— WORK TO COMPLETE —
Retype the records below so that each one matches exactly.

Stored entries:
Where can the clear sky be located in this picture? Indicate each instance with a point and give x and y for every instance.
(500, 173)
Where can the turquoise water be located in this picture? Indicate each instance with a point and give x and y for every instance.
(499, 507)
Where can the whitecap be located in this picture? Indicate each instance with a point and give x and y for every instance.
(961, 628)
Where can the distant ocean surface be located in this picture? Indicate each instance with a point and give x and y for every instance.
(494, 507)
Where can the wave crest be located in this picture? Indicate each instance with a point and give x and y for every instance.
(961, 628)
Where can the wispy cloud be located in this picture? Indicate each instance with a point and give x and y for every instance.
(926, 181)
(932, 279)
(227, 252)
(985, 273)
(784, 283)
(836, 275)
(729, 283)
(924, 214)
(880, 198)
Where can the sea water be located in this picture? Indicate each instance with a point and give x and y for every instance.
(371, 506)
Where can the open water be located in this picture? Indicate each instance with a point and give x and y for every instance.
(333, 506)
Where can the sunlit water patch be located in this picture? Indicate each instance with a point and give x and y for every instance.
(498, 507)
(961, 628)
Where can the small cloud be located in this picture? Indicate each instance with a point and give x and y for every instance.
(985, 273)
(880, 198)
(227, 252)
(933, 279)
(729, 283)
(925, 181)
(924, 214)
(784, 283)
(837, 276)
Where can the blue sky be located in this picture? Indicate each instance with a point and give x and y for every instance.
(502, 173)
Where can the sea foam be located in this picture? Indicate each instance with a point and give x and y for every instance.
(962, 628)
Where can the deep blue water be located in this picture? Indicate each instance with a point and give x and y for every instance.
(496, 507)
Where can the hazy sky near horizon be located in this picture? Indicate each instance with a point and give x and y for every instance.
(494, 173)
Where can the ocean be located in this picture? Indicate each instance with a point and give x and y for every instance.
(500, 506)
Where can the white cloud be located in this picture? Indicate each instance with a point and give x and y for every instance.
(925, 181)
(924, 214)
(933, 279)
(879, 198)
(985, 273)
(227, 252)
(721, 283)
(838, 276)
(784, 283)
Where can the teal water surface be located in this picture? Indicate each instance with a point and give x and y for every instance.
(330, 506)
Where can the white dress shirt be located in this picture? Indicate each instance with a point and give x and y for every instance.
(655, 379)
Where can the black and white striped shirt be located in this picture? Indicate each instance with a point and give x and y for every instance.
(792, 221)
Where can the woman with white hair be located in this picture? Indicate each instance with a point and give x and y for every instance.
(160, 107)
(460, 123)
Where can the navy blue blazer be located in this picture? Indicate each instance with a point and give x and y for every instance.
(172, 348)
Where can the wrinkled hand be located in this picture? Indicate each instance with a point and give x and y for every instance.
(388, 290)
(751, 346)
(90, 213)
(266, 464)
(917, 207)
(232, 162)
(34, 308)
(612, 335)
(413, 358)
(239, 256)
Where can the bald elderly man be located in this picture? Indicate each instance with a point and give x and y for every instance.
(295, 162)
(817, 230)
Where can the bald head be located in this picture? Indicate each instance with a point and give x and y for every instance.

— REPLY —
Where can the clear sky be located in this picture? Indicate each instance with a point and give x and y for every instance.
(500, 173)
Where can the turquoise water be located in this picture? Indicate each instance with a point and give x and y for every instance.
(499, 507)
Where can the whitecap be located in this picture? Indicate each instance with a point and give x and y for every instance.
(961, 628)
Where can the distant ocean surface be located in this picture? Indicate each instance with a point and give x and y for every instance.
(494, 507)
Where can the wave crest be located in this picture? Indicate each instance with a point and give x and y for every instance.
(961, 628)
Where can the wispy cloud be located in this picture? Indicate each instance with a point and give x and y for every instance.
(926, 181)
(932, 279)
(227, 252)
(985, 273)
(784, 283)
(836, 275)
(729, 283)
(924, 214)
(880, 198)
Where can the sea water be located in this picture? Indicate each instance with a point and give x and y for every instance.
(371, 506)
Where can the open water be located in this picture? Indicate each instance with a point and give x and y for every instance.
(333, 506)
Where can the sunlit water patch be located in this picture? Indicate each instance with a point and give x and y for every instance.
(498, 507)
(961, 628)
Where can the small cloud be located in this picture? Indicate each instance with a point and give x and y for every instance.
(985, 273)
(880, 198)
(227, 252)
(933, 279)
(729, 283)
(925, 181)
(924, 214)
(784, 283)
(837, 276)
Where can the blue sky be located in this picture? Indicate each instance with a point and give x and y for every instance.
(502, 173)
Where can the sea foam be located in this picture? Indicate each instance with a point and give x and y for every instance.
(962, 628)
Where can the deep blue water be located in this picture? Indicate each instance with a point and give x and y for every instance.
(496, 507)
Where can the hazy sky near horizon be located in this picture? Indicate each instance with a point and give x and y for every instance.
(494, 173)
Where can the ocean be located in this picture? Indicate each instance with a point and give x and y for every instance.
(500, 506)
Where can the white cloud be located in this picture? Indicate each instance with a point and give x and y for every instance.
(925, 181)
(924, 214)
(933, 279)
(879, 198)
(985, 273)
(227, 252)
(721, 283)
(838, 276)
(784, 283)
Where can the teal water surface be located in this picture? Indicate each instance with a point and give x and y for every instance.
(330, 506)
Where can the white dress shirt be located in this picture? Indicate each instance with a point and give x and y for every instance.
(655, 379)
Where can the black and white striped shirt be located in this picture? Indicate each instance with a point and give x and y for every instance.
(792, 221)
Where can the woman with white hair be located in this picture? Indicate each instance with a point and give x and y for every instance.
(160, 107)
(460, 123)
Where can the navy blue blazer be located in this picture? Indicate each instance with a point and give x and y for every instance.
(172, 348)
Where can the wrinkled hand be located in this picture? Indicate each instance with a point and give x and y for every instance.
(388, 290)
(751, 346)
(90, 213)
(266, 464)
(917, 207)
(232, 162)
(34, 308)
(612, 335)
(413, 358)
(239, 256)
Where can the bald elderly man be located in this picture? Indicate each instance with a point and give x and y for every instance.
(295, 162)
(817, 230)
Where can the bald head be located in this picture? Indicate each instance with a point and give x and y for every instance.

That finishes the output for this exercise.